(INSTRUCTIONS FOR THE TASK):
Print every line of the material below verbatim, with no changes or omissions.

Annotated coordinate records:
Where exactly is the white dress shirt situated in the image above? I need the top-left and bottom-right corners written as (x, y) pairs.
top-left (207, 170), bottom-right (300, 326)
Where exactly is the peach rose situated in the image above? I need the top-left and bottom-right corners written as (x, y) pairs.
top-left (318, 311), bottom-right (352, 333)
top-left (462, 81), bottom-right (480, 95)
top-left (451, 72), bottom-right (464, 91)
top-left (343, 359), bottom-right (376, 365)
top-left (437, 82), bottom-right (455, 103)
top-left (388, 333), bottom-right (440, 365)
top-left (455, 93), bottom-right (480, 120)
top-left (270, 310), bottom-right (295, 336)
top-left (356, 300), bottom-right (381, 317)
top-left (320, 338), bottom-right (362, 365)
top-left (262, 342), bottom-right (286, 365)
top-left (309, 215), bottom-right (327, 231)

(RESULT OF THE TASK):
Where exactly is the white dress shirt situated in the image above? I need the top-left and bottom-right corners written as (x, y) pairs.
top-left (207, 170), bottom-right (300, 326)
Where exactly is the peach rose situated in the image above? I need the top-left and bottom-right corners written as (x, y) pairs.
top-left (318, 311), bottom-right (352, 333)
top-left (462, 81), bottom-right (480, 95)
top-left (451, 72), bottom-right (464, 91)
top-left (343, 359), bottom-right (376, 365)
top-left (437, 82), bottom-right (455, 103)
top-left (388, 333), bottom-right (440, 365)
top-left (455, 93), bottom-right (480, 120)
top-left (270, 310), bottom-right (295, 336)
top-left (356, 300), bottom-right (381, 317)
top-left (320, 338), bottom-right (362, 365)
top-left (262, 342), bottom-right (286, 365)
top-left (309, 215), bottom-right (327, 231)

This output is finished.